◆ 課題
- 1) 抜粋文で、筆者が犬やモルモットなどの生き物を飼育してきたのはなぜか。本文の記述に基づいて一〜三文で説明しなさい。
- 2) 提供資料の行のうち、「referee」という語を含む行の数を答えなさい。数のみを記すこと。

◆ 抜粋文
.....

ある雑誌の投書コーナーに次のような意見が載っていました。



「思春期の子どもを二人かかえ、苦戦しながら

毎日を精一杯、生きています。幼児期から、生き物を

愛し、大切にするということを体験を通して教えようと、

犬、モルモット、カメ、ザリガニ、魚類を飼育してきました。

庭に果樹や野菜、花をたくさん植えて、自然を愛すること、

収穫の喜びも伝えてきました。毎日必ず机に向かい、

読み書きすることも見せてきました。リサイクルして、手つくり品

や、料理もまめに作って、食事も室内も飾ってきました。

なのに、どうして子どもたちは自己中心的で、頭や体を

使うことをめんどうくさがり、努力もせず、マイペースの

生活なのでしょう。旅行好き(好奇心とロマンを追って)の

母親(私)が、幼いころから社会見聞にと、国内外をこまめに

連れ歩いても、当の子どもたちは、地理が苦手。息子は出不精。

.....

◆ 提供資料
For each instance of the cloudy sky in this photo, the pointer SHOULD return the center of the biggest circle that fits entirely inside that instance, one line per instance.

.....

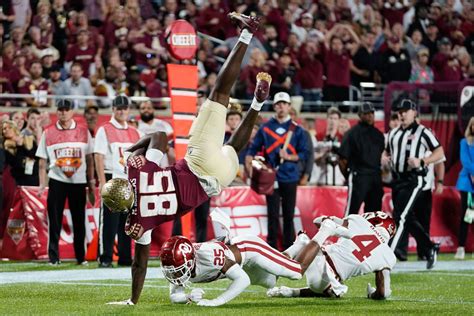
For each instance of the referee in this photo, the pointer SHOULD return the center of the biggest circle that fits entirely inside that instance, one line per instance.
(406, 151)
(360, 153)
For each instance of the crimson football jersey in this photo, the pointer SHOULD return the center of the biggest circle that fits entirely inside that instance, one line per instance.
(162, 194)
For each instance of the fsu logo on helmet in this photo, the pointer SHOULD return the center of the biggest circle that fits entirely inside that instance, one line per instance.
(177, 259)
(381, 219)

.....

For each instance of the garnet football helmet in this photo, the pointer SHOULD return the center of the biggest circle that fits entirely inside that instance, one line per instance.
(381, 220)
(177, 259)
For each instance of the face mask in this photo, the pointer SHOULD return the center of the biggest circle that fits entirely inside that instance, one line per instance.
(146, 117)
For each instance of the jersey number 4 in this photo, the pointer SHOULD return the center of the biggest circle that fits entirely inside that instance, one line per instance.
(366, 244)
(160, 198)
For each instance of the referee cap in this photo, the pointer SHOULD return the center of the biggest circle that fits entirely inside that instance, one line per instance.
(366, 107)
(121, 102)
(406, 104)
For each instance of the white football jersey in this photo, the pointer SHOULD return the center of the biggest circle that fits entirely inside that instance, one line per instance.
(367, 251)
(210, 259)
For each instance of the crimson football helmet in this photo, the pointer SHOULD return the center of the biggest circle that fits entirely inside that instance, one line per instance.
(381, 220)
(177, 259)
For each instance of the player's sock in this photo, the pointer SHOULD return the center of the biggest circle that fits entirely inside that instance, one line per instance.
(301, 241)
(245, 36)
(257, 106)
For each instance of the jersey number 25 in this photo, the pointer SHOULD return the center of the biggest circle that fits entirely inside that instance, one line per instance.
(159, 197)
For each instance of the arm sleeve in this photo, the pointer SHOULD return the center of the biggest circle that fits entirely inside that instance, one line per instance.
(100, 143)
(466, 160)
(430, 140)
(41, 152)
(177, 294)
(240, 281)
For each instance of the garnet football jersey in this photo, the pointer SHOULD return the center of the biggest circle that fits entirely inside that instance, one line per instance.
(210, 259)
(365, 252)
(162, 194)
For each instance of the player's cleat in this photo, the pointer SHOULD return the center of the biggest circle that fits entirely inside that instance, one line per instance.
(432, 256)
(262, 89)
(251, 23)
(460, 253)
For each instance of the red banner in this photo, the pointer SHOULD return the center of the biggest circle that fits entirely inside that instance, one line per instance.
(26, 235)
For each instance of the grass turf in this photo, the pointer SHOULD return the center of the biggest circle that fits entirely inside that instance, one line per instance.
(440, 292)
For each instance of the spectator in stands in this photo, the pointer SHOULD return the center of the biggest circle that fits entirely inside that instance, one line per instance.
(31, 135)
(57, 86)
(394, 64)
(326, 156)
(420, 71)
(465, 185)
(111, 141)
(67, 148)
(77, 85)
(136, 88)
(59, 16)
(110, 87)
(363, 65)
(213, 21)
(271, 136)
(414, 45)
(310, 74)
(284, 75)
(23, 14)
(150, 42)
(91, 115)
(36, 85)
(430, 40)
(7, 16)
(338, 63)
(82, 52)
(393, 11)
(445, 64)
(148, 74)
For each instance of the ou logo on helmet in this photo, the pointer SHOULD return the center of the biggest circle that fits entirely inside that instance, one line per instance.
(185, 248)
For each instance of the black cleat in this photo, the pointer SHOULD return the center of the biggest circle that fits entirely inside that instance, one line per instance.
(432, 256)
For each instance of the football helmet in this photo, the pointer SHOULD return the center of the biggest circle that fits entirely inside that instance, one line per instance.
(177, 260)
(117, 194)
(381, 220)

.....

◆ 解答
- 1) 筆者は、生き物を愛し大切にするということを、幼児期から体験を通して子どもたちに教えようとしたからである。そのために、犬、モルモット、カメ、ザリガニ、魚類を飼育してきた。

- 2) 2